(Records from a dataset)
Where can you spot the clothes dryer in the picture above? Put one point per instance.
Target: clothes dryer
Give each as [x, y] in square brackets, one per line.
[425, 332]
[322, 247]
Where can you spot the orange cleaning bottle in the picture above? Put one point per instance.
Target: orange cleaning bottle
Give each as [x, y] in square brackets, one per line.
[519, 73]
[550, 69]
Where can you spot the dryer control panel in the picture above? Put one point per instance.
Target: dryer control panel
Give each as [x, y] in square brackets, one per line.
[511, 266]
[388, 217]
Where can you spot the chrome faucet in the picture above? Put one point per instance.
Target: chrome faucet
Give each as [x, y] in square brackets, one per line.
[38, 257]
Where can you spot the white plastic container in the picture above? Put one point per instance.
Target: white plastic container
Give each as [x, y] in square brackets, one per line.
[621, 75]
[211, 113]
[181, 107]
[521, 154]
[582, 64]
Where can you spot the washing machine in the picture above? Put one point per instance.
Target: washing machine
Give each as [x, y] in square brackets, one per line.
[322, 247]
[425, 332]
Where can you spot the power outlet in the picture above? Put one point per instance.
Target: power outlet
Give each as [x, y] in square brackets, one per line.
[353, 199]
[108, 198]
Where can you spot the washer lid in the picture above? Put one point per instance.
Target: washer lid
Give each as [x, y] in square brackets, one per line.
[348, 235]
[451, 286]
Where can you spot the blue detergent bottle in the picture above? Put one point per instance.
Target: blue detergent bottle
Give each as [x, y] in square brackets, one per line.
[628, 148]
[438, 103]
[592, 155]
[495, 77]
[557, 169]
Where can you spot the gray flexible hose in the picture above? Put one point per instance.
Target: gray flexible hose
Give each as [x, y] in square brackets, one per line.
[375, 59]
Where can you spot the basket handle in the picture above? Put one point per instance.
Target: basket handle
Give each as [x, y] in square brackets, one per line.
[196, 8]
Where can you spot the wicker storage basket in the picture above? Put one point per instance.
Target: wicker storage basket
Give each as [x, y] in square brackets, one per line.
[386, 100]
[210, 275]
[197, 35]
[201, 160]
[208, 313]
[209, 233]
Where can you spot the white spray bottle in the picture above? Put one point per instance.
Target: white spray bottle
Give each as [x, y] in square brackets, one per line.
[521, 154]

■ PROBLEM STATEMENT
Reproduce only this range: the first line of the data above through the line with "Target: power outlet", both included, exactly as written.

■ EXERCISE ANSWER
Where can you spot the clothes dryer in the picture above? Put one point per instance.
Target: clothes dryer
Give each as [x, y] in square brackets, one per line.
[425, 332]
[322, 247]
Where can you spot the orange cleaning bottle in the picture above? Put one point per instance.
Target: orange cleaning bottle
Give each as [x, y] in square brackets, one per line.
[519, 73]
[550, 69]
Where can you spot the dryer control panel in the picture above? Put one point per instance.
Target: dryer control panel
Give each as [x, y] in square brackets, one per line.
[511, 266]
[388, 217]
Where can you spot the chrome faucet in the picture above? Put one point per instance.
Target: chrome faucet
Give each as [x, y] in square brackets, one per line.
[38, 257]
Where can you spot the white plastic container in the picture above? Put one point per instance.
Target: white plastic container
Give each as [x, y] in square brackets, one per line.
[621, 75]
[211, 113]
[181, 107]
[521, 154]
[582, 64]
Where can you spot the washing machine in the picture above? Put one point per instance.
Target: washing machine
Give each as [x, y] in square brackets, one per line.
[322, 247]
[425, 332]
Where can you spot the power outlet in the picture above? Put one point per instance.
Target: power outlet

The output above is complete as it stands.